Excerpts from a location annotation dataset
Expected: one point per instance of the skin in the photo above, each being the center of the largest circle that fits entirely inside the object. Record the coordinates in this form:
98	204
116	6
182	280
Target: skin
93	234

**Work to complete:** Render the data above as a JSON list of strings, with one string for each line and blank lines omitted.

**Response to this task:**
[
  "Expected: one point per instance of the skin in the photo above, each being the center of the largest circle that fits entirely inside the object. Record the coordinates in this form:",
  "98\t204",
  "116\t6",
  "182\t280",
  "Target: skin",
  "93\t234"
]